Point annotation dataset entries
===

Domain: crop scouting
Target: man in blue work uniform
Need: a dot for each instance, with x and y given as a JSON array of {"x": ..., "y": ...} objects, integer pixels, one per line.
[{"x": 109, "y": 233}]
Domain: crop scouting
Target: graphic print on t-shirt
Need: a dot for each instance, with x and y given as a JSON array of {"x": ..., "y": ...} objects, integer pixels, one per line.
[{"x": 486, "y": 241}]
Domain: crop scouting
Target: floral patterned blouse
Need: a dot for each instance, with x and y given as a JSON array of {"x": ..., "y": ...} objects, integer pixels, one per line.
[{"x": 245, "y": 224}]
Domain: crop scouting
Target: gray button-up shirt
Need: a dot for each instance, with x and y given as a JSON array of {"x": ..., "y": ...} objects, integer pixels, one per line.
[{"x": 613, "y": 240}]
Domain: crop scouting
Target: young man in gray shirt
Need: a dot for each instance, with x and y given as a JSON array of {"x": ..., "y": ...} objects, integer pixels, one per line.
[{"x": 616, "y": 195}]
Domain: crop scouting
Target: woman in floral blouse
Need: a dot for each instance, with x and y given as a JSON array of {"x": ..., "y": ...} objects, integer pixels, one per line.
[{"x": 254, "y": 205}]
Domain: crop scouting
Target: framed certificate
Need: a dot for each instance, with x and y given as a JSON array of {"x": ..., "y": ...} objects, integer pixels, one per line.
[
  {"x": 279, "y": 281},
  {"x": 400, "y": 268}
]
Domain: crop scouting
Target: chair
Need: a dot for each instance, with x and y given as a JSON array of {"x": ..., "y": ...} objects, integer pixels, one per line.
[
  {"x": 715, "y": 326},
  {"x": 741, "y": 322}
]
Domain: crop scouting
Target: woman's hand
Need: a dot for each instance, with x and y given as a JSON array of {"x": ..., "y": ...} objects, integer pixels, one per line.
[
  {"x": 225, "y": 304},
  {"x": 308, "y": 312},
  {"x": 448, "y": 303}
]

===

* [What the task requires] Pick out every line in the entries above that contains the word "Target" and copy each one.

* [Result of this task]
Target: man in blue work uniform
Target: graphic print on t-shirt
Target: floral patterned blouse
Target: gray button-up shirt
Target: young man in gray shirt
Target: woman in floral blouse
Target: framed certificate
Target: chair
Target: woman's hand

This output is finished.